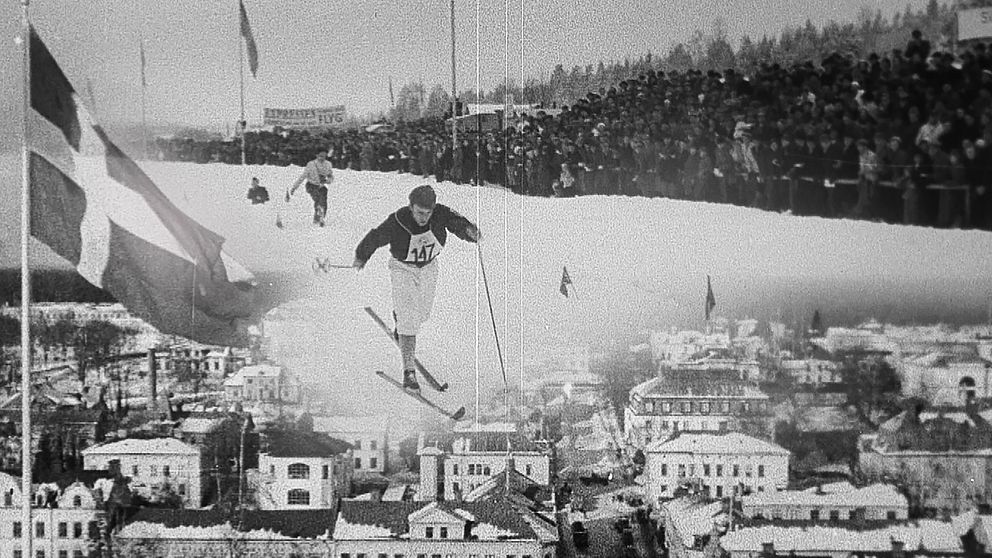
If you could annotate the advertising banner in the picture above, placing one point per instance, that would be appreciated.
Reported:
(305, 118)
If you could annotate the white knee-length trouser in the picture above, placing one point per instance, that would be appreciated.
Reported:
(413, 294)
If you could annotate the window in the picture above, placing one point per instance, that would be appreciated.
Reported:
(298, 471)
(298, 497)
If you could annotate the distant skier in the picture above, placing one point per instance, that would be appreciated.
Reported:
(416, 234)
(317, 174)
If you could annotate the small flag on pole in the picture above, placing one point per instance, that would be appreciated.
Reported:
(565, 281)
(250, 46)
(710, 299)
(141, 47)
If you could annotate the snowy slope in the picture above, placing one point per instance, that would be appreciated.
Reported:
(634, 262)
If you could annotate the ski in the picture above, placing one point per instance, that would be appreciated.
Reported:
(431, 380)
(457, 415)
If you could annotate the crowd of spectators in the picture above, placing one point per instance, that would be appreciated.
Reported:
(903, 137)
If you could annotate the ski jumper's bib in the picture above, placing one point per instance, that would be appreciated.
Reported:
(424, 247)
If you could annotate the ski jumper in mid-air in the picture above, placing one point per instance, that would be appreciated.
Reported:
(317, 174)
(416, 234)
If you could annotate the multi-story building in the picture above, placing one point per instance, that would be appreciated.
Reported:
(692, 526)
(458, 464)
(299, 470)
(916, 538)
(941, 458)
(66, 520)
(486, 528)
(216, 534)
(833, 502)
(155, 466)
(812, 371)
(368, 436)
(697, 401)
(263, 383)
(716, 464)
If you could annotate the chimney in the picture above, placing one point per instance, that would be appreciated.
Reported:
(898, 549)
(152, 381)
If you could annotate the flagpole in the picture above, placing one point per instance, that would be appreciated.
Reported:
(144, 122)
(242, 124)
(27, 530)
(454, 90)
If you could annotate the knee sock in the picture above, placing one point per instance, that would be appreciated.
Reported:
(408, 350)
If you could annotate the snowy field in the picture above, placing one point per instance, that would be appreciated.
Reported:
(635, 263)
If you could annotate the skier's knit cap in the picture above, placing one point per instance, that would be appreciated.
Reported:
(423, 196)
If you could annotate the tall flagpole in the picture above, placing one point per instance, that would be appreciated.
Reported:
(27, 530)
(454, 90)
(144, 122)
(242, 124)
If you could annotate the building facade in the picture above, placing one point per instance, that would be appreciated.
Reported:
(155, 466)
(681, 400)
(715, 464)
(297, 471)
(368, 436)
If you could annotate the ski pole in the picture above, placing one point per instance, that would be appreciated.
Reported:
(492, 315)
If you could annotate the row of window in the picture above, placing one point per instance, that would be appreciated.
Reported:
(8, 499)
(301, 471)
(63, 530)
(373, 444)
(707, 469)
(373, 462)
(421, 555)
(18, 553)
(700, 407)
(833, 515)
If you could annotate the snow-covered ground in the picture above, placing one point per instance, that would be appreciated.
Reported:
(634, 263)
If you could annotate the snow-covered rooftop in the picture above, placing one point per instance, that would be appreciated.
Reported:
(731, 443)
(132, 446)
(934, 536)
(835, 494)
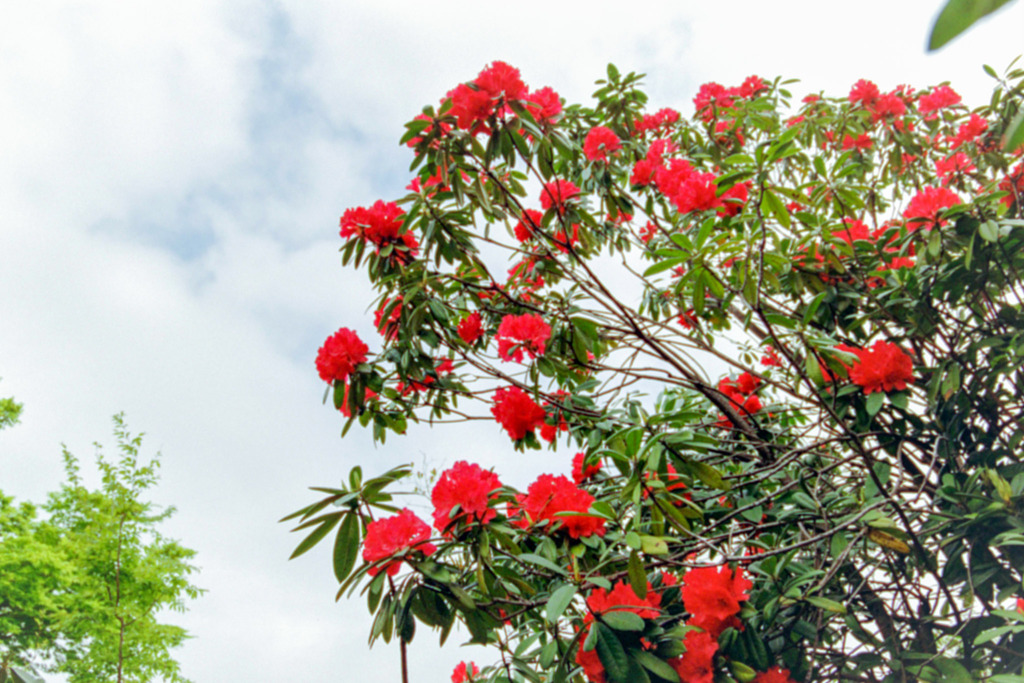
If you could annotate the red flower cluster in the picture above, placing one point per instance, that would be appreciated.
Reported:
(471, 328)
(469, 486)
(883, 368)
(522, 333)
(399, 535)
(558, 194)
(464, 673)
(381, 225)
(528, 225)
(340, 353)
(926, 205)
(696, 665)
(939, 98)
(582, 473)
(741, 392)
(600, 142)
(545, 105)
(660, 121)
(713, 97)
(516, 412)
(712, 596)
(550, 496)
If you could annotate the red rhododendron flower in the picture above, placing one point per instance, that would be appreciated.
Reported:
(600, 142)
(712, 596)
(464, 673)
(398, 535)
(468, 485)
(381, 225)
(954, 165)
(623, 598)
(471, 108)
(544, 104)
(883, 368)
(970, 130)
(864, 91)
(500, 80)
(670, 178)
(862, 141)
(927, 204)
(643, 172)
(558, 194)
(697, 664)
(550, 496)
(470, 328)
(771, 358)
(528, 224)
(697, 193)
(753, 86)
(938, 98)
(1013, 183)
(516, 412)
(522, 333)
(339, 355)
(889, 105)
(581, 473)
(773, 675)
(733, 199)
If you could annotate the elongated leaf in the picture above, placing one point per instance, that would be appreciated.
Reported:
(346, 547)
(956, 16)
(1015, 133)
(558, 601)
(655, 665)
(623, 621)
(316, 536)
(611, 654)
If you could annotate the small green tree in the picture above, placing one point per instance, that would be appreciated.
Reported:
(126, 571)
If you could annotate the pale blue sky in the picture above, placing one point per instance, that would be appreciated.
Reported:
(170, 185)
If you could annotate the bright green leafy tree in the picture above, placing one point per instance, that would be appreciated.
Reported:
(86, 590)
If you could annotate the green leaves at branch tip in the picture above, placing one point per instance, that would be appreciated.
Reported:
(956, 16)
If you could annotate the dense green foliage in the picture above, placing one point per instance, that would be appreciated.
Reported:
(85, 587)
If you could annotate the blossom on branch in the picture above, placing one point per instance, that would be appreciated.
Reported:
(883, 368)
(517, 413)
(469, 486)
(400, 535)
(339, 355)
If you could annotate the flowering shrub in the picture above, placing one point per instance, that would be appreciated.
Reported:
(797, 447)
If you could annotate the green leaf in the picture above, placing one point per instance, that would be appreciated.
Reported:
(1015, 137)
(558, 601)
(956, 16)
(638, 577)
(317, 535)
(542, 561)
(825, 603)
(611, 654)
(875, 401)
(623, 621)
(655, 666)
(346, 547)
(708, 474)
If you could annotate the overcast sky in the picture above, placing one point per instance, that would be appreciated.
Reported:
(171, 177)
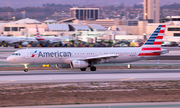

## Problem statement
Give again, word for word, every line of the listing above from the one with "If you could annotate the multi-story" to the one with "If you could annotate the row", both inclusive, and nothing beyond them.

## Written answer
If you could annotate the multi-story building in the picture above, placing one point per instance, that would be appreciated.
Reported:
(692, 526)
(458, 464)
(299, 470)
(916, 538)
(941, 458)
(66, 520)
(486, 528)
(216, 534)
(833, 502)
(155, 466)
(812, 371)
(368, 436)
(697, 401)
(263, 383)
(716, 464)
If you could annotate the chimney in the picture above, placing one point per instance, that would be appreciated.
Reported:
(898, 549)
(152, 381)
If you could annotate the flagpole in the picture above, placing one point per instance, that would be appreciated.
Reported:
(144, 122)
(242, 124)
(27, 530)
(454, 90)
If you could annotate the knee sock in the picture above, placing one point per instance, that would be appreciated.
Reported:
(408, 350)
If you could annotate the snowy field in the picture above, placing one point per instance, that would be appreciated.
Reported:
(635, 263)
If you could annotate the skier's knit cap in the picture above, placing one point per instance, that would be appreciated.
Reported:
(423, 196)
If you could annotate the tall flagpole in the picture above, placing one point per instance, that would be appreciated.
Reported:
(27, 530)
(454, 90)
(144, 122)
(242, 124)
If you could annotate the building facade in the picture above, placing one point per instance, that would be appreciated.
Reported:
(155, 466)
(681, 400)
(715, 464)
(297, 471)
(368, 436)
If you could annotate the ski pole in the picture above, placing one point per instance, that would be appreciated.
Reported:
(492, 315)
If you could annotate the row of window in the picture above, placing one point per instance, that would be appreciated.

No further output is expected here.